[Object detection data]
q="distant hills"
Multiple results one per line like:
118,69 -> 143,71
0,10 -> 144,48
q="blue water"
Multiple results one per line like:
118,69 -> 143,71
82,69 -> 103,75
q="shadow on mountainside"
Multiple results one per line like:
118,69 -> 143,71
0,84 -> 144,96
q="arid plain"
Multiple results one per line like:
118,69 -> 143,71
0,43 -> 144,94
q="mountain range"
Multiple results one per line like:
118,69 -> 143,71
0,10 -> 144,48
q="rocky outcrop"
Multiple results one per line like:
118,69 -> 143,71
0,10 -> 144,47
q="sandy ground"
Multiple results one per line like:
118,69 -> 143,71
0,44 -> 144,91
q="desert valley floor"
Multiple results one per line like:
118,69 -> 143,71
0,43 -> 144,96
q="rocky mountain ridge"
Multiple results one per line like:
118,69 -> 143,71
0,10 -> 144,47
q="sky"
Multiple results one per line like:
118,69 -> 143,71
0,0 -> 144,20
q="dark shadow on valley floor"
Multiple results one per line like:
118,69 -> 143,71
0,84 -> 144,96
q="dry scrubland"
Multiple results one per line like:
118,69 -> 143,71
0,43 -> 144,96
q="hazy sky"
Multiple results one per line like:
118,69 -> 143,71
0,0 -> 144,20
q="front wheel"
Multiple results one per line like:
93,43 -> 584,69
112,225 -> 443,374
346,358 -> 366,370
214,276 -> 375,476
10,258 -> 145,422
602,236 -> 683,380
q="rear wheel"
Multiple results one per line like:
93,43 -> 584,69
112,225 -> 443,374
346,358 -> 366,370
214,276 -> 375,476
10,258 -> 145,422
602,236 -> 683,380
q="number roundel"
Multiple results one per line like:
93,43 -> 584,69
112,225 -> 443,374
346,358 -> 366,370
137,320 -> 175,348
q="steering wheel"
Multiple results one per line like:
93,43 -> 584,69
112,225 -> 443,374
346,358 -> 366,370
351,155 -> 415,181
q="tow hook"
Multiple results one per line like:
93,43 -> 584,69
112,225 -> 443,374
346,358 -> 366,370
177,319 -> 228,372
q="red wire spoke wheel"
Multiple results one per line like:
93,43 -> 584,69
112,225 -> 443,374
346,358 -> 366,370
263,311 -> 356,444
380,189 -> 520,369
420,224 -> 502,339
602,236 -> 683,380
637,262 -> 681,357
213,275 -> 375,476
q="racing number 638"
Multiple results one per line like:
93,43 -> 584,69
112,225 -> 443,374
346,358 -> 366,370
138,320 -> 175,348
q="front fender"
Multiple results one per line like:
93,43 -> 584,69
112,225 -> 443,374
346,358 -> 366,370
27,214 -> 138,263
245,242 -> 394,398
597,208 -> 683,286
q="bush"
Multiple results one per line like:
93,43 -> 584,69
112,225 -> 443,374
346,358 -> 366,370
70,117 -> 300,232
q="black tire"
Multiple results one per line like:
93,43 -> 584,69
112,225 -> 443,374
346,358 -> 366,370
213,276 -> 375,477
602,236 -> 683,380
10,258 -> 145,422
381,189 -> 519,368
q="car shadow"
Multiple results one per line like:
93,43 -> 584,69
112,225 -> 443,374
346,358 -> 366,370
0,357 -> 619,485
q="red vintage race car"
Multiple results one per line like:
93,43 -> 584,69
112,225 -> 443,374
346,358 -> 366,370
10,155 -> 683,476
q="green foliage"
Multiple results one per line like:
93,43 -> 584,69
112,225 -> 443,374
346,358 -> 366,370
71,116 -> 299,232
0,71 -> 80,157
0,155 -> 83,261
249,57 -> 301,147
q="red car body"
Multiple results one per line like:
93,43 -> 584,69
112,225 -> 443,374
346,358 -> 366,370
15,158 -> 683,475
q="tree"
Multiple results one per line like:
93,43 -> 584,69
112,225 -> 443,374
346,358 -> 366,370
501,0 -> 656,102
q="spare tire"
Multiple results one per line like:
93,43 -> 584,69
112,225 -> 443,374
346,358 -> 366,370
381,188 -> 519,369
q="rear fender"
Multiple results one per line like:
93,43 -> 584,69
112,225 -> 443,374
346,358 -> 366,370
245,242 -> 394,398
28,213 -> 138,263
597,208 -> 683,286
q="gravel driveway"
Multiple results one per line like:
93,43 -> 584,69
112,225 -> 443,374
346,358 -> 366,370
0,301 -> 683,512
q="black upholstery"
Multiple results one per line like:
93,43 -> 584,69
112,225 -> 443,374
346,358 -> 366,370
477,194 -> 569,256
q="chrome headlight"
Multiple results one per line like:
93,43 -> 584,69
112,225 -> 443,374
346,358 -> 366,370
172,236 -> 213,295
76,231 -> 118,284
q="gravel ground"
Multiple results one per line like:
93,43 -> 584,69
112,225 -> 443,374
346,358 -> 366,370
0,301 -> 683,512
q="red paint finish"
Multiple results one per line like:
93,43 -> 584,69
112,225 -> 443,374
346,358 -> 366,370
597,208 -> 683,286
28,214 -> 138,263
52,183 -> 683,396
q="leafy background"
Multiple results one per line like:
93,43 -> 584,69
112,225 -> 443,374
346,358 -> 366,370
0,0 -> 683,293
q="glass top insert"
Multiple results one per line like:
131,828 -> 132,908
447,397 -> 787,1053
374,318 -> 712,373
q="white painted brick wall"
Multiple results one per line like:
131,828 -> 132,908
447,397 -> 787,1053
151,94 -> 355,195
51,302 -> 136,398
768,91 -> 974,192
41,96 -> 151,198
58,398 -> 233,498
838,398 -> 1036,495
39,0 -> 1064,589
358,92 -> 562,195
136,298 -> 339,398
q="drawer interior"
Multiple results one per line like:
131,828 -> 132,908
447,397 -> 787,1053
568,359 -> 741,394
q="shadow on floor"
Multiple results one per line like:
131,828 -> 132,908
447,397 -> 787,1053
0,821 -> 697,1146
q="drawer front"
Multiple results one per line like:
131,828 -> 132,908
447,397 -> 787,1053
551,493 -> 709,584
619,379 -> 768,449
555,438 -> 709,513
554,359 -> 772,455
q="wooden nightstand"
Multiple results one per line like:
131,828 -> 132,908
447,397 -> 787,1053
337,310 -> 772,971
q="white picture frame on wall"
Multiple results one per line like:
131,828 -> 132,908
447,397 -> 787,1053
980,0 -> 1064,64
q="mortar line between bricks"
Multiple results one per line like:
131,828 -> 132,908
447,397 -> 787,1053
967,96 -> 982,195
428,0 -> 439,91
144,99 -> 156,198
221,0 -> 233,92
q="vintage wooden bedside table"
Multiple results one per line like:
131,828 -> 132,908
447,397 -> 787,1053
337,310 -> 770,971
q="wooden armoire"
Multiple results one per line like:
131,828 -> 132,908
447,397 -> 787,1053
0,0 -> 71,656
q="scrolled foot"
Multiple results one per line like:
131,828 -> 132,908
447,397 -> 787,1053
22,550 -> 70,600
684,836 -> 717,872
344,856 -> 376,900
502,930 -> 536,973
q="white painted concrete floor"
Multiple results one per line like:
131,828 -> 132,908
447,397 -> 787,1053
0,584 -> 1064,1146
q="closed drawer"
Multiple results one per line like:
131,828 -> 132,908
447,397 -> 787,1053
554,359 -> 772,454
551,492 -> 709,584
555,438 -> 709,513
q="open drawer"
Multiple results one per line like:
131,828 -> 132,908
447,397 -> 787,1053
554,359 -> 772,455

-- What to work on --
Reproduce every line of the items above without changing anything.

-- Solution to the exercise --
q="distant hills"
Multiple results one per line like:
118,69 -> 143,71
0,10 -> 144,48
q="blue water"
Multiple results one per line like:
118,69 -> 143,71
82,69 -> 103,75
q="shadow on mountainside"
Multiple results one per line like:
118,69 -> 143,71
0,84 -> 144,96
q="arid plain"
Multiple results one per line like:
118,69 -> 143,71
0,43 -> 144,94
q="mountain range"
Multiple results one per line like:
118,69 -> 143,71
0,10 -> 144,48
q="rocky outcrop"
Multiple results one per line like:
118,69 -> 143,71
0,10 -> 144,47
q="sandy ground"
Multiple results one per line like:
118,69 -> 143,71
0,44 -> 144,91
q="desert valley floor"
Multiple results one per line like:
118,69 -> 143,71
0,43 -> 144,96
q="rocky mountain ridge"
Multiple results one per line like:
118,69 -> 143,71
0,10 -> 144,47
q="sky"
Multiple results one per line like:
118,69 -> 143,71
0,0 -> 144,20
q="dark shadow on valley floor"
Multiple results one per line like:
118,69 -> 143,71
0,84 -> 144,96
q="dry scrubland"
Multiple results one per line like:
118,69 -> 143,71
0,43 -> 144,96
q="hazy sky"
Multiple results one per line like:
118,69 -> 143,71
0,0 -> 144,20
q="front wheel"
Multiple results one per line like:
93,43 -> 584,69
112,225 -> 443,374
346,358 -> 366,370
214,276 -> 375,476
10,258 -> 145,422
602,236 -> 683,380
q="rear wheel"
Multiple results one per line like:
93,43 -> 584,69
112,225 -> 443,374
346,358 -> 366,370
214,276 -> 375,476
10,258 -> 145,422
602,236 -> 683,380
q="number roundel"
Multiple results one per line like:
93,43 -> 584,69
112,225 -> 443,374
346,358 -> 366,370
137,320 -> 175,348
q="steering wheel"
Multiple results one per line like:
93,43 -> 584,69
112,225 -> 443,374
346,358 -> 366,370
351,155 -> 415,181
q="tow hook"
Multiple results one per line like:
93,43 -> 584,69
112,225 -> 443,374
346,358 -> 366,370
177,319 -> 228,372
q="red wire spoke wheel"
Multiple results one per line like:
93,43 -> 584,69
112,225 -> 443,374
346,358 -> 366,370
263,311 -> 356,444
380,189 -> 520,369
420,224 -> 502,339
602,236 -> 683,380
637,262 -> 681,357
213,275 -> 375,476
q="racing number 638"
Multiple results one per line like:
93,43 -> 584,69
112,225 -> 443,374
346,358 -> 366,370
138,320 -> 175,348
q="front fender"
Multiple results one per line like:
93,43 -> 584,69
112,225 -> 443,374
346,358 -> 366,370
27,214 -> 138,263
245,242 -> 394,398
597,208 -> 683,286
q="bush"
Multiple results one per line like:
93,43 -> 584,69
112,225 -> 443,374
346,358 -> 366,370
70,117 -> 300,232
q="black tire"
Multiple results one per line like:
93,43 -> 584,69
112,225 -> 443,374
346,358 -> 366,370
213,276 -> 375,477
602,236 -> 683,380
10,258 -> 145,422
381,189 -> 519,368
q="car shadow"
Multiple results one per line like:
93,43 -> 584,69
112,225 -> 443,374
346,358 -> 366,370
0,357 -> 619,485
q="red vintage race car"
Multiple results one per line like:
93,43 -> 584,69
112,225 -> 443,374
346,358 -> 366,370
10,155 -> 683,476
q="green foliage"
Multiple results one per line like:
93,43 -> 584,69
112,225 -> 443,374
346,358 -> 366,370
71,116 -> 299,232
0,71 -> 80,157
0,155 -> 83,261
249,57 -> 301,147
q="red car body"
Multiple results one per line like:
93,43 -> 584,69
112,225 -> 443,374
346,358 -> 366,370
15,158 -> 683,475
q="tree"
Multiple results one per line like:
93,43 -> 584,69
112,225 -> 443,374
346,358 -> 366,370
501,0 -> 656,102
q="spare tire"
Multiple results one per line like:
93,43 -> 584,69
112,225 -> 443,374
346,358 -> 366,370
381,188 -> 519,369
q="rear fender"
Multiple results one per line like:
93,43 -> 584,69
112,225 -> 443,374
346,358 -> 366,370
245,242 -> 394,398
28,213 -> 138,263
597,208 -> 683,286
q="gravel driveway"
Multiple results one per line like:
93,43 -> 584,69
112,225 -> 443,374
346,358 -> 366,370
0,301 -> 683,512
q="black upholstery"
Multiple results one per line like:
93,43 -> 584,69
112,225 -> 443,374
346,358 -> 366,370
477,194 -> 569,256
q="chrome headlight"
Multiple results one per line like:
93,43 -> 584,69
112,225 -> 443,374
346,358 -> 366,370
172,236 -> 213,295
76,231 -> 118,284
q="gravel ground"
Multiple results one per line like:
93,43 -> 584,69
112,225 -> 443,374
346,358 -> 366,370
0,301 -> 683,512
q="red paint finish"
Multiple results one per line like:
93,43 -> 584,69
112,225 -> 443,374
346,358 -> 366,370
597,208 -> 683,286
28,214 -> 138,263
52,183 -> 683,396
q="leafy background"
Multiple results one per line like:
93,43 -> 584,69
112,225 -> 443,374
346,358 -> 366,370
0,0 -> 683,293
q="glass top insert"
Multiple results one per line like:
131,828 -> 132,908
447,397 -> 787,1053
374,318 -> 712,373
q="white painted brick wall"
Multiple results one per line like:
131,828 -> 132,908
447,397 -> 787,1053
151,94 -> 355,195
51,302 -> 136,398
768,91 -> 974,192
41,96 -> 151,198
58,398 -> 233,498
838,398 -> 1036,495
39,0 -> 1064,589
358,92 -> 562,195
136,298 -> 339,398
q="drawer interior"
Multiple results one per line like:
131,828 -> 132,908
447,397 -> 787,1053
568,359 -> 741,394
q="shadow on floor"
Multiple results one per line like:
131,828 -> 132,908
447,397 -> 787,1053
0,821 -> 697,1146
q="drawer front"
Multiple results one per line like:
131,828 -> 132,908
447,397 -> 787,1053
551,493 -> 709,584
619,379 -> 768,449
555,438 -> 709,513
554,359 -> 772,455
q="wooden nightstand"
Multiple results one per line like:
131,828 -> 132,908
447,397 -> 787,1053
337,310 -> 772,971
q="white picture frame on wall"
Multiple results one per line like:
131,828 -> 132,908
447,397 -> 787,1053
980,0 -> 1064,64
q="mortar line between bricks"
Multiple results one per line like:
131,828 -> 132,908
447,397 -> 787,1053
967,96 -> 982,195
428,0 -> 439,91
144,99 -> 156,198
221,0 -> 233,92
q="vintage wooden bedside table"
Multiple results one per line like:
131,828 -> 132,908
447,397 -> 787,1053
337,310 -> 770,971
q="wooden armoire"
Multiple results one per line like:
131,828 -> 132,908
447,397 -> 787,1053
0,0 -> 71,656
q="scrolled foot"
Multiple results one per line like:
131,828 -> 132,908
447,397 -> 787,1053
22,550 -> 70,600
684,836 -> 717,872
344,856 -> 376,900
502,930 -> 536,973
q="white painted concrete floor"
Multiple results one per line like:
131,828 -> 132,908
447,397 -> 787,1053
0,584 -> 1064,1146
q="closed drawer"
Multiple results one per line like:
131,828 -> 132,908
447,397 -> 787,1053
554,359 -> 772,454
551,492 -> 709,584
555,438 -> 709,513
q="open drawer"
Multiple results one per line like:
131,828 -> 132,908
447,397 -> 787,1053
554,359 -> 772,455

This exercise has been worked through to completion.